Excerpted text -
..............................

The network morning shows on Wednesday all avoided party labels for Democrat John Edwards in the wake of the announcement that the former presidential candidate will be indicted by the Justice Department. In February, however, the same programs could not wait to highlight a disgraced conservative and tout his party ID.
ABC's Good Morning America, NBC's Today and CBS's Early Show simply referred to Edwards as "the former presidential candidate." On Today, reporter Lisa Myers sympathetically explained that "last weekend you'd never know" Edwards was in trouble.
She recounted, "Here on a baseball field in North Carolina the former presidential candidate was being a good dad, watching his son Jack play ball. No visible sign of the big trouble ahead." (Edwards also divorced his wife while she was was dying of cancer after repeatedly cheating on her.)
On the February 10 edition of Today, Kelly O'Donnell made sure to point out that then-Congressman Chris Lee, who resigned after shirtless photos of him surfaced, was "an up an coming conservative." A few seconds later, she reiterated, "This is the image, shirtless and flexing, that tanked the political career of Chris Lee, a conservative, Republican Congressman from Western New York."

..............................

Work to be completed - Extend the article on the network morning shows' coverage of John Edwards past its last sentence. The items come from a separate source.

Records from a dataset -
..............................

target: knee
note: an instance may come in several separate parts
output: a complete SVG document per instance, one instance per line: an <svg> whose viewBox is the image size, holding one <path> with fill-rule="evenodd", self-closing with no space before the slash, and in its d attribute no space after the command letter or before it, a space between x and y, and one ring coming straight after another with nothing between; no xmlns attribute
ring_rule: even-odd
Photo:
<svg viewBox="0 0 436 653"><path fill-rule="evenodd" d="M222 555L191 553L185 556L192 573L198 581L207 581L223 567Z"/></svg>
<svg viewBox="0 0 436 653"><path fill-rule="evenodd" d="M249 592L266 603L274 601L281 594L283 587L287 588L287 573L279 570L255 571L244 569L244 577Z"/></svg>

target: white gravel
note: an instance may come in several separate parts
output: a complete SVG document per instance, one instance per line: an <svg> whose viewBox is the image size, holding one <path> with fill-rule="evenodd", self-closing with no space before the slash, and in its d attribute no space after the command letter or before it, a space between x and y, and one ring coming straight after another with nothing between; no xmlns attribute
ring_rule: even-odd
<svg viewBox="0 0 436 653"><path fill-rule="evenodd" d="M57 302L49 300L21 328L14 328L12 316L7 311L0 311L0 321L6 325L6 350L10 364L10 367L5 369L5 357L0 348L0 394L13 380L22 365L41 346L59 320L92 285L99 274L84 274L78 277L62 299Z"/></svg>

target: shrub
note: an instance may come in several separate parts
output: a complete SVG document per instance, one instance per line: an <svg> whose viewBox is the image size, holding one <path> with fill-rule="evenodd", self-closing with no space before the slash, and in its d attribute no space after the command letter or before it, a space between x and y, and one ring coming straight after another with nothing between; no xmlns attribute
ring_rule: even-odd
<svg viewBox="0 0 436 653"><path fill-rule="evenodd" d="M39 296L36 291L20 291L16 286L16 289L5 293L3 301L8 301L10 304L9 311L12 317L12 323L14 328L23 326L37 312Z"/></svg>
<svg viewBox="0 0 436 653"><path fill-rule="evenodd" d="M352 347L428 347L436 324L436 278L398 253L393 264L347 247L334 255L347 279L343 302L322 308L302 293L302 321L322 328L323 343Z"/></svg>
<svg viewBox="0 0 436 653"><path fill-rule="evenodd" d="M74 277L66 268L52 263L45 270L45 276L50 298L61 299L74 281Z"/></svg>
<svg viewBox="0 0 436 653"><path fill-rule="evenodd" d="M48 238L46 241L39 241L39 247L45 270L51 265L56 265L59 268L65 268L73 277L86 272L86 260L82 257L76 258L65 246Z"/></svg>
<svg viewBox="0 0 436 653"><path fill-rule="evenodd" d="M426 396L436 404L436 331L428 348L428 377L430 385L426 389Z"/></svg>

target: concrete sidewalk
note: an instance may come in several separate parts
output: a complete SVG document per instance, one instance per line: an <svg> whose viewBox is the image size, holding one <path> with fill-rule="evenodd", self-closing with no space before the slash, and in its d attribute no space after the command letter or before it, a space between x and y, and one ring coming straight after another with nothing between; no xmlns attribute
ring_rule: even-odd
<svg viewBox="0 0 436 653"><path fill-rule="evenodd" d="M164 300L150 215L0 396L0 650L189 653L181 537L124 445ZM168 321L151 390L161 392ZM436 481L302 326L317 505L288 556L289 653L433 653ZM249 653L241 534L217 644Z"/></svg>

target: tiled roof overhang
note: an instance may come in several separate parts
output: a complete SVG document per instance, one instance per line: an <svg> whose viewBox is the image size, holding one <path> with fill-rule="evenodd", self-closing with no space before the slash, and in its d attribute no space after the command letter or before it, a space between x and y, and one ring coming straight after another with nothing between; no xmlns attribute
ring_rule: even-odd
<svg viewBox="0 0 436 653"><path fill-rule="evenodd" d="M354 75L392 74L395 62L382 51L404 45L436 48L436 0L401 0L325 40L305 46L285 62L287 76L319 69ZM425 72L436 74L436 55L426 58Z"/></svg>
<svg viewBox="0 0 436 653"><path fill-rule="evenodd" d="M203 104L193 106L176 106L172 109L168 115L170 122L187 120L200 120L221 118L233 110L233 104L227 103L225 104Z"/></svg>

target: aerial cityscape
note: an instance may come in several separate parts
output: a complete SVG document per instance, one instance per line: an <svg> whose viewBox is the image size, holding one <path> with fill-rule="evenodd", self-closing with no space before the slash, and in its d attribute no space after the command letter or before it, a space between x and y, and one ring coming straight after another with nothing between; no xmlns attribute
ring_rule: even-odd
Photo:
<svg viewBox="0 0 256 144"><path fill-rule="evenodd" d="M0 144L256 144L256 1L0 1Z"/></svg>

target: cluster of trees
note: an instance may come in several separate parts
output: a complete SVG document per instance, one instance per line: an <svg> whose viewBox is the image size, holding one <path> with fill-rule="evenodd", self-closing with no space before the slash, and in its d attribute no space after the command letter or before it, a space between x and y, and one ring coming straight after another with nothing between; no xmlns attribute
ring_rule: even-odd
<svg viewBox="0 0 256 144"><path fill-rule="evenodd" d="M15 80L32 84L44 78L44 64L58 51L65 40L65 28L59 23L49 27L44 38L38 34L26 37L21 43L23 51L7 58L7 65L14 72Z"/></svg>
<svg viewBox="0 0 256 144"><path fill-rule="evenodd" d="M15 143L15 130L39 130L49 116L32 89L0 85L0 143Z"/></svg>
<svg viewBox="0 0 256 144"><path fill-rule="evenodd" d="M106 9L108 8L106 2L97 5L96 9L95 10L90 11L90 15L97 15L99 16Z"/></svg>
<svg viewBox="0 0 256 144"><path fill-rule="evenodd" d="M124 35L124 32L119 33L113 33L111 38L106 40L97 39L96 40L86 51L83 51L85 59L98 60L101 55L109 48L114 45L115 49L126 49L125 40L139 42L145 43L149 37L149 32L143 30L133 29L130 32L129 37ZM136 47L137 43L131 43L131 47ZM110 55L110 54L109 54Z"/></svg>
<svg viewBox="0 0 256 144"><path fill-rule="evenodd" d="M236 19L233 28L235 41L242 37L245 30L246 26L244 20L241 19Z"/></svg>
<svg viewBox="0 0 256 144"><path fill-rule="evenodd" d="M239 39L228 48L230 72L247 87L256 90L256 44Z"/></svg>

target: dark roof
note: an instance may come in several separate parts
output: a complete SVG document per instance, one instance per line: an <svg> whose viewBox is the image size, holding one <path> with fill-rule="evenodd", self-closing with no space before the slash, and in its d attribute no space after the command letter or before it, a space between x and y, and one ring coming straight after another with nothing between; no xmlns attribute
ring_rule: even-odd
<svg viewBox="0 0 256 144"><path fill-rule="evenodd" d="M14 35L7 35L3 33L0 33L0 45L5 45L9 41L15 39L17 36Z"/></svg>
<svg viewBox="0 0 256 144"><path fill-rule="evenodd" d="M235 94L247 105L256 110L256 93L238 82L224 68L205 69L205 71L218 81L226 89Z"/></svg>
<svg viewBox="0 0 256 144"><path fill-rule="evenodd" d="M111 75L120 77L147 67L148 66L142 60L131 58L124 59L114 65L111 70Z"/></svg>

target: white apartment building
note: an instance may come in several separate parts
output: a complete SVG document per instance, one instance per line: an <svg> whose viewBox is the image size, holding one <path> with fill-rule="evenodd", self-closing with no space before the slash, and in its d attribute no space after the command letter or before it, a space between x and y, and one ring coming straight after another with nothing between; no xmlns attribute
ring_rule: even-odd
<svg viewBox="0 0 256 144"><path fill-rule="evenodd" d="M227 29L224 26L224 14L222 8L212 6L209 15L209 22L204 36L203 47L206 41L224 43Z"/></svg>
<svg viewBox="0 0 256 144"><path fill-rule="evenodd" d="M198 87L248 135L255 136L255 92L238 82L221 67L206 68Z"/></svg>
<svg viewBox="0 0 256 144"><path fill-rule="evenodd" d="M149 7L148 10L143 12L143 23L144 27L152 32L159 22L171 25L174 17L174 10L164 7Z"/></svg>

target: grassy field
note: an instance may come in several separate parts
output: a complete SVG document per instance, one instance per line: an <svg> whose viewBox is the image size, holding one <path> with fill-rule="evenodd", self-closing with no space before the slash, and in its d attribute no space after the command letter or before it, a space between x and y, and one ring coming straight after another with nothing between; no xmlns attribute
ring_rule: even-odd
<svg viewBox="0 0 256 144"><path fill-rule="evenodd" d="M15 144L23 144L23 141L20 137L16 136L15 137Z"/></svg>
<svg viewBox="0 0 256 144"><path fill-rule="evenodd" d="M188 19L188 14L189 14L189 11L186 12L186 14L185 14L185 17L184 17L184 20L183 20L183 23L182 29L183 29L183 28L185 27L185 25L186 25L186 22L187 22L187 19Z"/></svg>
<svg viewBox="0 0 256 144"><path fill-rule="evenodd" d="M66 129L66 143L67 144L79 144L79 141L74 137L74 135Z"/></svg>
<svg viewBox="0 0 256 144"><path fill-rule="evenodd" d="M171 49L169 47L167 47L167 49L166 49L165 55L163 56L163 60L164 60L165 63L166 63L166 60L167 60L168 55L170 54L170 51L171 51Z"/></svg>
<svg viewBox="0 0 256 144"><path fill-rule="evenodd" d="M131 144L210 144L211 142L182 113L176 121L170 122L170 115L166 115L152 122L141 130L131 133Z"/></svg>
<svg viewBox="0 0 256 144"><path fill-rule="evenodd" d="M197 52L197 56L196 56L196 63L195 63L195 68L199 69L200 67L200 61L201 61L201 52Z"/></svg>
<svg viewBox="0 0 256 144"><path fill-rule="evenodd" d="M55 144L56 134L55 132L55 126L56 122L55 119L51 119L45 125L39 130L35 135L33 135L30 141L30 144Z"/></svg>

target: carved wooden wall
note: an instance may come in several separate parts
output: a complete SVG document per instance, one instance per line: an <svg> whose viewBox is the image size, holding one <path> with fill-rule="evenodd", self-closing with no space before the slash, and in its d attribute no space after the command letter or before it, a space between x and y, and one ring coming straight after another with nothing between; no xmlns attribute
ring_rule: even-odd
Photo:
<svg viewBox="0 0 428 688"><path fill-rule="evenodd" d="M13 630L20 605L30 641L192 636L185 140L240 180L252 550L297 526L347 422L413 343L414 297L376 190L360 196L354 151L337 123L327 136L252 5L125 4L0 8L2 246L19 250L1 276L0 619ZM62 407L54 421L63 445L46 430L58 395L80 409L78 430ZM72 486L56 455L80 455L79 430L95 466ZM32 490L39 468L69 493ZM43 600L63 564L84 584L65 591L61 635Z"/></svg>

..............................

Result for this exercise -
On Good Morning America, Stephanopoulos, who on Wednesday, referred to Edwards as a "former presidential candidate, explained, "He's a Republican congressman from near Buffalo. This is still a seat likely to be held by the Republicans."
All the morning shows and the February 9 newscasts mentioned that Lee was a Republican.
Now, obviously, there's a big difference between a congressman and a presidential candidate. But, during 2008, GMA devoted 38 minutes to a town hall with Edwards. The hosts were more than happy to tout him and his Democratic beliefs in good times. But not, it would seem, on embarrassing occasions.
A transcript of Good Morning America's segment, which aired at 7:12am EDT on May 25, follows:
GEORGE STEPHANOPOULOS: We're going to turn now the breaking news overnight on the case against John Edwards. ABC News has learned that the Justice Department is prepared to indict the former presidential candidate. Bob Woodruff has been on this story from the start and he joins us now. Good morning, bob.
BOB WOODRUFF: Good morning, George. As you know, the Justice Department has been investigating this for two years now. Questioning more than a dozen witnesses. It was unclear whether they had a strong enough case to push for indictment. Now they believe that they do. The relationship with video journalist Rielle Hunter began in 2007 in the midst of John Edwards' campaign for president. In August 2008, he finally did admit this affair did you be denied paternity of Hunter's child, Francis Quinn hunter, now 3 years old.
JOHN EDWARDS: I know it's not possible that this child could be mine because of the timing of events. So, I know it's not possible. Happy to take a paternity test and would love to see it happen.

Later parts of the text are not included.